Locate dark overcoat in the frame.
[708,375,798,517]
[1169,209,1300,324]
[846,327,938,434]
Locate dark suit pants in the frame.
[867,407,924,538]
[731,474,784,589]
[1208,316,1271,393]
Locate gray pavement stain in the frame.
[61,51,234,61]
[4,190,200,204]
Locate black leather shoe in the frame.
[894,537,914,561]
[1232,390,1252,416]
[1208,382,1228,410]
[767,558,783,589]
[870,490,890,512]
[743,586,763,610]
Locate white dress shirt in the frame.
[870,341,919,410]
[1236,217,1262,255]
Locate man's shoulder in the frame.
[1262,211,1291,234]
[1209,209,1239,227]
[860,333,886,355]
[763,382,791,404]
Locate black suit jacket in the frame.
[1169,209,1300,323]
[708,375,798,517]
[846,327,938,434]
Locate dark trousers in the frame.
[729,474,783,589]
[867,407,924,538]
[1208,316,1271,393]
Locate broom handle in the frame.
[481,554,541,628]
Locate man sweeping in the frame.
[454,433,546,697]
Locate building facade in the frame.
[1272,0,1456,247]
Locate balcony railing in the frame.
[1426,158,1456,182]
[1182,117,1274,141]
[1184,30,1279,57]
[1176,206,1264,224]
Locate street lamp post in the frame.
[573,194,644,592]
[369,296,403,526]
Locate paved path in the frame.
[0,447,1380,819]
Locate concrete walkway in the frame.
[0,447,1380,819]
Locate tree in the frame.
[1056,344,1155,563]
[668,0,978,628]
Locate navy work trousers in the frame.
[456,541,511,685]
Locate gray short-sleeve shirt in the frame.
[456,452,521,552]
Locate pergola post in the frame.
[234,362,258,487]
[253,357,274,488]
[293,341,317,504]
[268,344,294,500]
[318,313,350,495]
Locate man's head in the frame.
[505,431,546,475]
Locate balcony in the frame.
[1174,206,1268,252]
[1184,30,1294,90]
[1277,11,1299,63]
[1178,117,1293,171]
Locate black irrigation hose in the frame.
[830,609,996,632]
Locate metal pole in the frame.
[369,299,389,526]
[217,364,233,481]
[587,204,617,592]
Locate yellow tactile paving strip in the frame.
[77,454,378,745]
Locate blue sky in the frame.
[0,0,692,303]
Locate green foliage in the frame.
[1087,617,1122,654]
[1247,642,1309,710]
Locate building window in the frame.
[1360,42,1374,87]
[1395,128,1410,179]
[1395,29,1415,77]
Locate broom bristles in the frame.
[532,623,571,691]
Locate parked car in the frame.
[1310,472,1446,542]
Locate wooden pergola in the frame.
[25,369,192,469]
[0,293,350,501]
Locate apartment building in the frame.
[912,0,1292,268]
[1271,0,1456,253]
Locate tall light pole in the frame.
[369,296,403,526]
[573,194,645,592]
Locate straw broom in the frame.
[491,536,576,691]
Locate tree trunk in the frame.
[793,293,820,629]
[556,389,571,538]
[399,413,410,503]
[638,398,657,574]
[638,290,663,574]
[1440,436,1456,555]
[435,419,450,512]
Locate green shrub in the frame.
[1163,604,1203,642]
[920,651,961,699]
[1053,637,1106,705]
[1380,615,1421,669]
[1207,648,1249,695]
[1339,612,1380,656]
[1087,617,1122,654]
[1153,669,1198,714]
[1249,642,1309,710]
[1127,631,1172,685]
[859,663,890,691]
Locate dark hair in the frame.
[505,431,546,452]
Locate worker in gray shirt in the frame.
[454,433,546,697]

**Task description:** Reproduce word for word the entries from the line containing "Locate straw broom in the frame." through the end of the entries.

**Task output:**
Locate straw broom in the frame.
[491,536,576,691]
Locate tree trunk in the frame.
[793,293,820,629]
[556,389,571,538]
[399,413,410,503]
[638,398,657,574]
[638,290,663,574]
[1440,436,1456,555]
[435,419,450,512]
Locate green shrub in the frame.
[1163,604,1203,642]
[920,651,961,699]
[1053,637,1106,705]
[1380,615,1421,669]
[1207,648,1249,695]
[1339,612,1380,656]
[1087,617,1122,654]
[1153,669,1198,714]
[1249,642,1309,710]
[1127,631,1172,685]
[859,663,890,691]
Locate dark hair in the frame.
[505,431,546,452]
Locate worker in gray shirt in the frame.
[454,433,546,697]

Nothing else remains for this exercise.